---- Source document

Short-term sun damage presents as a sunburn. Long-term, unprotected exposure causes gradual damage to skin known as sun damage or photoaging, and accounts for about 90% of the signs of skin aging. The two main types of damaging rays are UVB and UVA. They damage skin cells and their DNA, leading to fine lines, wrinkles, irregular pigmentation, visible vessels, thinned skin, loss of elasticity and skin cancer (including melanoma). This damage occurs directly by the incoming UV photons and indirectly by free radicals that are generated by these rays.
UVA rays (320-400nm) can pass through glass and clouds and are present every day of the year at equal intensity during all daylight hours. They account for 95% of UV rays that reach the earth. Since UVA rays are longer in wavelength than UVB, they are able to penetrate into the deeper skin layers (dermis) affecting collagen, elastin and blood vessels. UVA plays a major role in photoaging. It can also damage skin cells in the basal layer of the epidermis where most skin cancers arise (e.g. basal cell and squamous cell carcinoma). UVA light is used in tanning booths, causing the same skin and eye damage as natural sunlight.

--------

■ Parts of the exercise ■
1. According to the text on sun damage, what percentage of the UV rays reaching the earth are UVA rays?
2. Please write the next part of the text on sun damage and UV rays, picking up after its final sentence.

---- Dataset content

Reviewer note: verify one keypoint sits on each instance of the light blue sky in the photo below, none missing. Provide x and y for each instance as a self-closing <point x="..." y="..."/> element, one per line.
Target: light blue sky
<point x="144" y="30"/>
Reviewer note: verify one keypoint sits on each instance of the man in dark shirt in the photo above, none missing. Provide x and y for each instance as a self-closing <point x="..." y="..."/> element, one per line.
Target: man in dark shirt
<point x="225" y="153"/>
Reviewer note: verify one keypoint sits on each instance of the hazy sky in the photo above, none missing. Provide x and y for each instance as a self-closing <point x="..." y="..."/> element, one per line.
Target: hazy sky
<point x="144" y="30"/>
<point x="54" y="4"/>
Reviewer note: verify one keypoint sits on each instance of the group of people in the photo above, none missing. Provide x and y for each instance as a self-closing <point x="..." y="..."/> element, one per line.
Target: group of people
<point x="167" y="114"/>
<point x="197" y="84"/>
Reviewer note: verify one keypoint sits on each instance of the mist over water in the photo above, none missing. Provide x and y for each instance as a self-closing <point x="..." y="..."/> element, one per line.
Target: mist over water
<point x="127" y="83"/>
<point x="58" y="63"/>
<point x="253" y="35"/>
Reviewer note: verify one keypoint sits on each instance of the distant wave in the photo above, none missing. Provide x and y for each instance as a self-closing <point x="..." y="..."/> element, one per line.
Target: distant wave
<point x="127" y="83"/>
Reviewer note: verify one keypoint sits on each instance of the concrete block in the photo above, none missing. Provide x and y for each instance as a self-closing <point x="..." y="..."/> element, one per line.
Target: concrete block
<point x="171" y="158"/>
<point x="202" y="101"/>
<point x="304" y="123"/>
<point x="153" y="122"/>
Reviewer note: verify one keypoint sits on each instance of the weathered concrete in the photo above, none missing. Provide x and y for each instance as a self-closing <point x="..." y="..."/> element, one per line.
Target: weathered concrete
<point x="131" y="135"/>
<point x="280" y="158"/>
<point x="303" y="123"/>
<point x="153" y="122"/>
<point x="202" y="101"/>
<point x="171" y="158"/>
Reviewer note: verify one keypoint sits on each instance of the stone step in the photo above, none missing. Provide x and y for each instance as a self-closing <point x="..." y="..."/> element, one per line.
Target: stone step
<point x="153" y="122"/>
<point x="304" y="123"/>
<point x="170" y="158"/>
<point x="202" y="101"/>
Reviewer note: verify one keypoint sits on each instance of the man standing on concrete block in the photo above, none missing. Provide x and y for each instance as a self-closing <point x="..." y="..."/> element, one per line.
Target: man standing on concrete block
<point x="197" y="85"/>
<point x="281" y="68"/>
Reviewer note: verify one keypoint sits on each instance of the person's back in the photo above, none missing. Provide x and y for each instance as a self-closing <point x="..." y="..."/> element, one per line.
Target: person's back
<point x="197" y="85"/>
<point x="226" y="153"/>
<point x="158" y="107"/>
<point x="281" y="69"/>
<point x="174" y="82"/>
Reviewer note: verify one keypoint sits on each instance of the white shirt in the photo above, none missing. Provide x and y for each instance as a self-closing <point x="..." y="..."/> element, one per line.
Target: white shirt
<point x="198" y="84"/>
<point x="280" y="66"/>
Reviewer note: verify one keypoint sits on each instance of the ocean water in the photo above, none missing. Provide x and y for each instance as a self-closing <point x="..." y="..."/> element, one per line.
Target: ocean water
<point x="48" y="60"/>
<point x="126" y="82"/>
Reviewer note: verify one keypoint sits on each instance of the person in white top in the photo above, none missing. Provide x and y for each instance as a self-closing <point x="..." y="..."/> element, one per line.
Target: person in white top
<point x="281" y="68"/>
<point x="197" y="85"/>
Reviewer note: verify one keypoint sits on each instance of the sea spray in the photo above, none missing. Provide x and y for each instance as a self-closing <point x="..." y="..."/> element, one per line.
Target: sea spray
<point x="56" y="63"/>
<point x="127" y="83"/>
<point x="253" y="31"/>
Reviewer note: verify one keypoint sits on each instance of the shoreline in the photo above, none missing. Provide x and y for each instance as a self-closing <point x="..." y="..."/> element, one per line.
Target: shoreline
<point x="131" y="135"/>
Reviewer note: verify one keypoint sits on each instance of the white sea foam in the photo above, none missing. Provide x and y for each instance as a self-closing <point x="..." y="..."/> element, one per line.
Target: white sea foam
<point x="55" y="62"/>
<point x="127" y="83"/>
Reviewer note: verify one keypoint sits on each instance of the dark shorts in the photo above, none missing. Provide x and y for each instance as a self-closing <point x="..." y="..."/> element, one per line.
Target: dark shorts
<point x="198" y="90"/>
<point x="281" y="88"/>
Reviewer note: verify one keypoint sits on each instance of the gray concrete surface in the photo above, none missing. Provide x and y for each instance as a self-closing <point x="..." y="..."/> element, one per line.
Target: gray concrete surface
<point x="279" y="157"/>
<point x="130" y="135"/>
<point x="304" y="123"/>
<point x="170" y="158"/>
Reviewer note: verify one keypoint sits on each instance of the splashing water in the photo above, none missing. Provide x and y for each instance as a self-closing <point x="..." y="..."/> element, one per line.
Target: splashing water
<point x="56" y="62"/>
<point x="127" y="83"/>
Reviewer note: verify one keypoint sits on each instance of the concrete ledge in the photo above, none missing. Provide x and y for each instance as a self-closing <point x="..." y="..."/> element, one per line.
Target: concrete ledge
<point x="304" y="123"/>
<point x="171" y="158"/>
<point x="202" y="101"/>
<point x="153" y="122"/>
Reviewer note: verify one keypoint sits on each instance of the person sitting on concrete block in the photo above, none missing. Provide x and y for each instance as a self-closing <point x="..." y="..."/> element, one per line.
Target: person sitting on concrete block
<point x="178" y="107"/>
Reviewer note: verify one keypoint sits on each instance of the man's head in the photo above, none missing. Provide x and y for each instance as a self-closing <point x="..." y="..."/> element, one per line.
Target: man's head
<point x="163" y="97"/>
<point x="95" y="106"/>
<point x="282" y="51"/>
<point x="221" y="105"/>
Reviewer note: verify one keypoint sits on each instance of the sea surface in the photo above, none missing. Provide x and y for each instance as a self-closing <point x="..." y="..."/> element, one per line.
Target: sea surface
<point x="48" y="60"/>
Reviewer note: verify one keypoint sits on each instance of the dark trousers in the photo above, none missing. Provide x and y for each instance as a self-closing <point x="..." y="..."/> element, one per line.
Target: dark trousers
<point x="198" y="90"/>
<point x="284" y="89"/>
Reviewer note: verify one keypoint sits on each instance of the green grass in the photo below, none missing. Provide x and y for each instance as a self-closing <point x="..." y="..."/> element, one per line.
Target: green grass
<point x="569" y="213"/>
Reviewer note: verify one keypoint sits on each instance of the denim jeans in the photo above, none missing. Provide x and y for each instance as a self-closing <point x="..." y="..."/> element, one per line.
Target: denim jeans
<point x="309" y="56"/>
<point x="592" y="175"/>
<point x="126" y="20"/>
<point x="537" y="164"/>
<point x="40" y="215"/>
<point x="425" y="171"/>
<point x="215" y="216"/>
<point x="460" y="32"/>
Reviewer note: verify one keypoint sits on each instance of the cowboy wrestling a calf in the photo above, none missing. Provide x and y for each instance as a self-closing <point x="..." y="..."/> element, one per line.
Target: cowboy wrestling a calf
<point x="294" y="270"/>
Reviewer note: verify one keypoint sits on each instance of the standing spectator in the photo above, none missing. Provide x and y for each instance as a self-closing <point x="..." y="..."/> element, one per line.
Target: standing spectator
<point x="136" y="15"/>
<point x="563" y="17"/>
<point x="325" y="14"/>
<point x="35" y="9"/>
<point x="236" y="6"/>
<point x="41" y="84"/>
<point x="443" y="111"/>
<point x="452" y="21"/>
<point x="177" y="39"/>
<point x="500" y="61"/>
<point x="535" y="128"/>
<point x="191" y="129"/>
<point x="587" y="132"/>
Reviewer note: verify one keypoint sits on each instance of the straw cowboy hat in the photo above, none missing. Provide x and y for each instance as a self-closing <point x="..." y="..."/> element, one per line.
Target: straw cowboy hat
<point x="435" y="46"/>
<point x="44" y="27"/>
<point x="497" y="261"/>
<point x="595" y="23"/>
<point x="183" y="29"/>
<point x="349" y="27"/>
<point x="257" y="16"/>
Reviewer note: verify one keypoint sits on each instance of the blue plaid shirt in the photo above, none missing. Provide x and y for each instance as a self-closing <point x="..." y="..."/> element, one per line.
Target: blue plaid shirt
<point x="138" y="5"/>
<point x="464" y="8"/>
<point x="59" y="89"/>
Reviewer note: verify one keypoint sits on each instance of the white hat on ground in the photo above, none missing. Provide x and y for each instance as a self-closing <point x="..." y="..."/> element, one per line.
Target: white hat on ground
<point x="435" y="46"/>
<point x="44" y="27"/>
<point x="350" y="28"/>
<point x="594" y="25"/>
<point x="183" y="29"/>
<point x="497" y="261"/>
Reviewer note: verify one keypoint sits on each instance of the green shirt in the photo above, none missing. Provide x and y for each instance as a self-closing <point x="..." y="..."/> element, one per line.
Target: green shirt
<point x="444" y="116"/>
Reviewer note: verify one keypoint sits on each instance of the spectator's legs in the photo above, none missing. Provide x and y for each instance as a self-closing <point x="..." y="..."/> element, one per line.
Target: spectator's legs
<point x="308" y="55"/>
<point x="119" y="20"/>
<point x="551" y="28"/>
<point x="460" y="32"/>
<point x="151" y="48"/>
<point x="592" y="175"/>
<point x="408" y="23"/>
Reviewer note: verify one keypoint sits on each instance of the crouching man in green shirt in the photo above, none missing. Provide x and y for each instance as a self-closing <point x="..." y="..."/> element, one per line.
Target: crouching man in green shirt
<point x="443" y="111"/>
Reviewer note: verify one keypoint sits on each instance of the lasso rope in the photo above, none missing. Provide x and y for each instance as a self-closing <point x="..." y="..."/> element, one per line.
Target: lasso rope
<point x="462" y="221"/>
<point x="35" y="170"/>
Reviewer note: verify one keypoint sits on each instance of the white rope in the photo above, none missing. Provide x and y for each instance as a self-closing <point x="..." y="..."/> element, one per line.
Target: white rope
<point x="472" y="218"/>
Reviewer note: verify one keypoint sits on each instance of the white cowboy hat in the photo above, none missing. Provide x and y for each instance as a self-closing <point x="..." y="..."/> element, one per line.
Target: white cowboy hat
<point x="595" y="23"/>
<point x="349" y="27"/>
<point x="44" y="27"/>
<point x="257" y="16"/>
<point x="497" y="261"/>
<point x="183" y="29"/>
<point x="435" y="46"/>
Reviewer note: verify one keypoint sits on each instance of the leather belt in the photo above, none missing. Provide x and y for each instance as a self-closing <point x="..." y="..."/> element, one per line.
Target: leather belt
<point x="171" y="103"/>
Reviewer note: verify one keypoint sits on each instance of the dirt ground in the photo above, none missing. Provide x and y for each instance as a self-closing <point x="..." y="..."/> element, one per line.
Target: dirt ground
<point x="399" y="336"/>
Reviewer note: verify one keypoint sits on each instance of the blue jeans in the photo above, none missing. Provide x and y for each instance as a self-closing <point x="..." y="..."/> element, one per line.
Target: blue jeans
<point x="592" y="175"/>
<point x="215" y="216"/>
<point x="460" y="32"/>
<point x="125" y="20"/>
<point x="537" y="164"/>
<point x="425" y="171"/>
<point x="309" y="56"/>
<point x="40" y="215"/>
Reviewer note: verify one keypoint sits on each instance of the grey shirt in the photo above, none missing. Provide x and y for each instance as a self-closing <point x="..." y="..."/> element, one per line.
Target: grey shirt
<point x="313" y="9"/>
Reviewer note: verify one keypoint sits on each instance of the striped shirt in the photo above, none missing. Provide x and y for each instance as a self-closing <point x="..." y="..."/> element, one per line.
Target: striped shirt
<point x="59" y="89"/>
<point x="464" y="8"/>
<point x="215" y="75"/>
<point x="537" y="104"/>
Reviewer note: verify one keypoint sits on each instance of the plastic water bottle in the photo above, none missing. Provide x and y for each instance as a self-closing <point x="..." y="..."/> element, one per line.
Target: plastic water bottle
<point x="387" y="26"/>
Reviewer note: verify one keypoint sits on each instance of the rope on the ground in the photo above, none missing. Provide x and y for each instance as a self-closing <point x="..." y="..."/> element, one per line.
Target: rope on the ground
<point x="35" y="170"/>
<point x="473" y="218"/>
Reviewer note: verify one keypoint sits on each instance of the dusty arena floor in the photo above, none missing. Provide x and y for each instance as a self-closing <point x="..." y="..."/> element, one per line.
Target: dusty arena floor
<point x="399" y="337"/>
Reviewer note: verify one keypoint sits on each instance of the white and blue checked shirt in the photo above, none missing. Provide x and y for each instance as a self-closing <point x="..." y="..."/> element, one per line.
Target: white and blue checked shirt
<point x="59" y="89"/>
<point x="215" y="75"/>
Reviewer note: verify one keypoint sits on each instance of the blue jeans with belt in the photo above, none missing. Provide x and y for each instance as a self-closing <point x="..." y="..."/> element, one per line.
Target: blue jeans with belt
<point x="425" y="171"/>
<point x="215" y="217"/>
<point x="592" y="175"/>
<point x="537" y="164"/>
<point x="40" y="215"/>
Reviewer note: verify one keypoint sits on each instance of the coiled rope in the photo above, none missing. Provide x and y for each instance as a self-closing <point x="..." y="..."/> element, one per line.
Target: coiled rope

--------

■ Set of answers ■
1. 95%

2.
UVB rays (290-320nm) are the main cause of tan and sunburn because they damage the skin’s more superficial epidermal layers. UVB rays play a big part in the development of skin cancer, and a contributory role in photoaging and tanning. UVB rays account for 5% of the sun’s rays and vary according to season and weather conditions; they are more intense in the summer and at high altitudes. Over the last 25 years, more UVB rays have been penetrating the atmosphere because of the thinning ozone layer, increasing the risk for UBV-related sun damage. The SPF number shows the level of protection from UVB rays.
More focus has been placed on IR rays in the last few years. These rays are absorbed by the skin, converted into heat and contribute to photoaging along with UVA and UVB.